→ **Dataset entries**
╔══
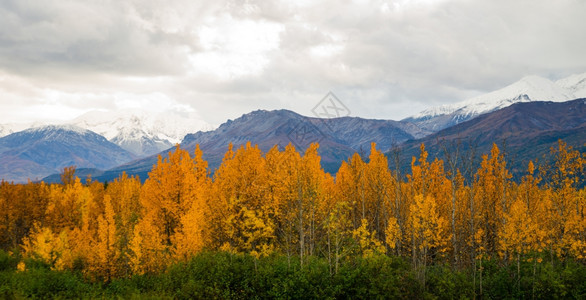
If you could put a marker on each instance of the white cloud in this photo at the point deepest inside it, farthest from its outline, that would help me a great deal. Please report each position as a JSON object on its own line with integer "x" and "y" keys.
{"x": 382, "y": 58}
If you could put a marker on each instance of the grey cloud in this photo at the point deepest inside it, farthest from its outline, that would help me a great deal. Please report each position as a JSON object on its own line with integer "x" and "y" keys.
{"x": 392, "y": 59}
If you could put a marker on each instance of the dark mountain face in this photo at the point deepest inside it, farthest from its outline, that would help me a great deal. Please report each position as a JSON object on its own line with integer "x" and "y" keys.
{"x": 38, "y": 152}
{"x": 339, "y": 138}
{"x": 525, "y": 131}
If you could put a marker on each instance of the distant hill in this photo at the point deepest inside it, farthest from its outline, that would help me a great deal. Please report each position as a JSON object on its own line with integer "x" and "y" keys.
{"x": 141, "y": 132}
{"x": 528, "y": 89}
{"x": 38, "y": 152}
{"x": 525, "y": 131}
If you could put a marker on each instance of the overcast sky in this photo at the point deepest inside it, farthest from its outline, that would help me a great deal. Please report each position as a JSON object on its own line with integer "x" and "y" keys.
{"x": 220, "y": 59}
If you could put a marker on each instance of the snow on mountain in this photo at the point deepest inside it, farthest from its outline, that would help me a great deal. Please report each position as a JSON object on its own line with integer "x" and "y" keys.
{"x": 530, "y": 88}
{"x": 40, "y": 151}
{"x": 140, "y": 132}
{"x": 9, "y": 128}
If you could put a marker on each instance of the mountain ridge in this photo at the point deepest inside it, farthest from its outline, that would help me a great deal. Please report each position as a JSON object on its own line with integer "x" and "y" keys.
{"x": 528, "y": 89}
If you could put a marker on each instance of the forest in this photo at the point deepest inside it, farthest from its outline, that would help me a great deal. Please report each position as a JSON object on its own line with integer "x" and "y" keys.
{"x": 275, "y": 225}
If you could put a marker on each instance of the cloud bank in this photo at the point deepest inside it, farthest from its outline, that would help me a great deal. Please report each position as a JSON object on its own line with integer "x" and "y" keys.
{"x": 383, "y": 59}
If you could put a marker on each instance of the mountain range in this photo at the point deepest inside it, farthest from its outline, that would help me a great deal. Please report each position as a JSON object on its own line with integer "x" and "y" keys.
{"x": 530, "y": 88}
{"x": 37, "y": 152}
{"x": 131, "y": 140}
{"x": 523, "y": 131}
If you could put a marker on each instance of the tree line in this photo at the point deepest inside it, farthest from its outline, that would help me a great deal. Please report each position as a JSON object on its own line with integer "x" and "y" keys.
{"x": 282, "y": 202}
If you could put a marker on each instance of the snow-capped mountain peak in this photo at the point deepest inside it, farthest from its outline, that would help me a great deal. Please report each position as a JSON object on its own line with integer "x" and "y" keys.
{"x": 140, "y": 132}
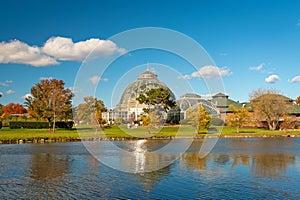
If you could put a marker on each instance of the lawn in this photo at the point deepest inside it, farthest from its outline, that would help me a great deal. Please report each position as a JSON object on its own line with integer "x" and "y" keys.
{"x": 124, "y": 132}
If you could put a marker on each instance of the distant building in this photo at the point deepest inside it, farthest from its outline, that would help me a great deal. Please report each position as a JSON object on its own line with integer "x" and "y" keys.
{"x": 129, "y": 109}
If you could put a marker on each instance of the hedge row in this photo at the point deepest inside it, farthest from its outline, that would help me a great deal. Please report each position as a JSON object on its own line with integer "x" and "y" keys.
{"x": 39, "y": 125}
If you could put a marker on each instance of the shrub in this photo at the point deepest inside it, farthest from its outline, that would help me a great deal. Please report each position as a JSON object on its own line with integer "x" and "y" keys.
{"x": 30, "y": 125}
{"x": 66, "y": 125}
{"x": 39, "y": 125}
{"x": 217, "y": 122}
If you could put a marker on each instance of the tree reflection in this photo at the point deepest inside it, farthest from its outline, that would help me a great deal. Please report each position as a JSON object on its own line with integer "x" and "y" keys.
{"x": 240, "y": 160}
{"x": 150, "y": 179}
{"x": 222, "y": 159}
{"x": 193, "y": 160}
{"x": 48, "y": 166}
{"x": 270, "y": 165}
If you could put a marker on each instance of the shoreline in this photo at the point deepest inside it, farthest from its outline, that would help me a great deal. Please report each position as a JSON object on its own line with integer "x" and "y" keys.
{"x": 61, "y": 140}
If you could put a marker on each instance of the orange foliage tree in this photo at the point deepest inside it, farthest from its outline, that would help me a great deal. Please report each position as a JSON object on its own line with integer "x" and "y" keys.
{"x": 13, "y": 108}
{"x": 50, "y": 100}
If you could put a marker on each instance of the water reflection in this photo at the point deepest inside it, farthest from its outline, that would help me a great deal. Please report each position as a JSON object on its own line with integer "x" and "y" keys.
{"x": 262, "y": 165}
{"x": 265, "y": 165}
{"x": 48, "y": 166}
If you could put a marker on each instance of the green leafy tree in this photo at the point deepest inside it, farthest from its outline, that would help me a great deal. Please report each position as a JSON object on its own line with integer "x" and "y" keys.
{"x": 158, "y": 97}
{"x": 50, "y": 100}
{"x": 298, "y": 101}
{"x": 269, "y": 106}
{"x": 91, "y": 111}
{"x": 198, "y": 118}
{"x": 238, "y": 118}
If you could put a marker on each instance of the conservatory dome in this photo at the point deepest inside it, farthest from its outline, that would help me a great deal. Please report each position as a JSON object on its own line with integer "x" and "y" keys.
{"x": 146, "y": 81}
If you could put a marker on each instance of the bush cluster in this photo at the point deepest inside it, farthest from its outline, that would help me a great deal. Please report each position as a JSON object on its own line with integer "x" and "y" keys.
{"x": 39, "y": 125}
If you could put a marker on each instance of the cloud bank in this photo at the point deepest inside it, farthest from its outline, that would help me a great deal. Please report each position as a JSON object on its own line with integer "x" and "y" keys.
{"x": 207, "y": 72}
{"x": 272, "y": 78}
{"x": 56, "y": 49}
{"x": 96, "y": 79}
{"x": 257, "y": 68}
{"x": 211, "y": 72}
{"x": 295, "y": 79}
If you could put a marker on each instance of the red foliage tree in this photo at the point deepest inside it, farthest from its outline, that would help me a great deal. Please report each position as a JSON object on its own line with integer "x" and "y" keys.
{"x": 13, "y": 108}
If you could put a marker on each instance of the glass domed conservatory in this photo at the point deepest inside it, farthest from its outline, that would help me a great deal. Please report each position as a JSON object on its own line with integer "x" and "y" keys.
{"x": 129, "y": 109}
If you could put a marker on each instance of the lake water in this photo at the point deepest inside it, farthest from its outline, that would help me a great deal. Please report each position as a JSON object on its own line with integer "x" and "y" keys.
{"x": 261, "y": 168}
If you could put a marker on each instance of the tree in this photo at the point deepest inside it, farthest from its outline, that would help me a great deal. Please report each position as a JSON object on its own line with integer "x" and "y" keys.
{"x": 198, "y": 118}
{"x": 288, "y": 122}
{"x": 13, "y": 108}
{"x": 91, "y": 111}
{"x": 298, "y": 101}
{"x": 238, "y": 118}
{"x": 269, "y": 106}
{"x": 157, "y": 97}
{"x": 1, "y": 110}
{"x": 50, "y": 100}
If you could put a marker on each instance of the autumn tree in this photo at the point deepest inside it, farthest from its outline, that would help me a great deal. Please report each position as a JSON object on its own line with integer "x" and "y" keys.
{"x": 1, "y": 110}
{"x": 198, "y": 118}
{"x": 91, "y": 111}
{"x": 269, "y": 106}
{"x": 238, "y": 117}
{"x": 288, "y": 122}
{"x": 50, "y": 100}
{"x": 13, "y": 108}
{"x": 298, "y": 101}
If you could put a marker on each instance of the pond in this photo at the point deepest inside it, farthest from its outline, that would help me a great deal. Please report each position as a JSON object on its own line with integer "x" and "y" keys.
{"x": 260, "y": 168}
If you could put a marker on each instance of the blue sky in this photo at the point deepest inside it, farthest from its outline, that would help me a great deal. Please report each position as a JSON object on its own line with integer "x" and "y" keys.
{"x": 254, "y": 44}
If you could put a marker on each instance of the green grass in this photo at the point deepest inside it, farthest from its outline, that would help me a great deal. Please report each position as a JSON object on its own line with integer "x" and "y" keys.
{"x": 123, "y": 132}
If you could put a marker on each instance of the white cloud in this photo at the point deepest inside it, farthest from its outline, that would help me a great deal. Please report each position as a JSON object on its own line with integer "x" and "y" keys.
{"x": 65, "y": 49}
{"x": 56, "y": 48}
{"x": 272, "y": 78}
{"x": 6, "y": 83}
{"x": 3, "y": 84}
{"x": 223, "y": 54}
{"x": 185, "y": 77}
{"x": 96, "y": 79}
{"x": 46, "y": 78}
{"x": 257, "y": 68}
{"x": 295, "y": 79}
{"x": 16, "y": 51}
{"x": 10, "y": 92}
{"x": 26, "y": 96}
{"x": 211, "y": 72}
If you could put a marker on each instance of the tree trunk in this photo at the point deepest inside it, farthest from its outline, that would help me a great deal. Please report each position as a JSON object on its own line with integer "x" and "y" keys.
{"x": 54, "y": 120}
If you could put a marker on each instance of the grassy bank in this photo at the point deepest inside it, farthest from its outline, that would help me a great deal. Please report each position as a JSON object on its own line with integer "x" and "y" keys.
{"x": 123, "y": 132}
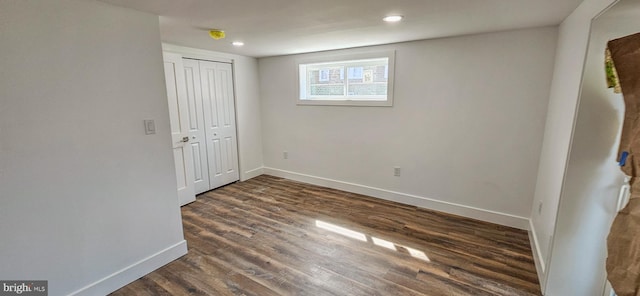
╚══
→ **Requirement**
Reproduce the records from the line holding "the green grass" through the end of the records, inclusive, with "grassy bank" renamed to "grass-covered bank" and everything else left unchanged. Leave the pictures out.

→ **Solution for this task**
If you could put a marker on each instance of the green grass in this photo at the point deepest inside it, farthest from its outline, that would help me a great deal. Please report each position as a JSON object on its own line with integer "x" and "y" keys.
{"x": 123, "y": 132}
If you could put a marker on each instance of the white cloud in this photo at the point deepest inside it, farthest from its outline, that would help me a great deal. Please report each position as a JSON object on its own line with integer "x" and "y" keys.
{"x": 65, "y": 49}
{"x": 56, "y": 48}
{"x": 272, "y": 78}
{"x": 6, "y": 83}
{"x": 3, "y": 84}
{"x": 223, "y": 54}
{"x": 185, "y": 77}
{"x": 96, "y": 79}
{"x": 46, "y": 78}
{"x": 257, "y": 68}
{"x": 295, "y": 79}
{"x": 16, "y": 51}
{"x": 10, "y": 92}
{"x": 26, "y": 96}
{"x": 211, "y": 72}
If you could put a marker on each instance of the tree trunk in this photo at the point deepest inside it, farthest from its outline, that would help me a great deal. Please report each position as a JSON object on its own line with integer "x" and "y" keys.
{"x": 54, "y": 120}
If you could put a marker on each instance of the grass-covered bank in this photo at the point deepest inside it, farthest from its outline, that would help me a great deal. Please report each position as a JSON object on its own line with integer "x" and "y" keys.
{"x": 123, "y": 132}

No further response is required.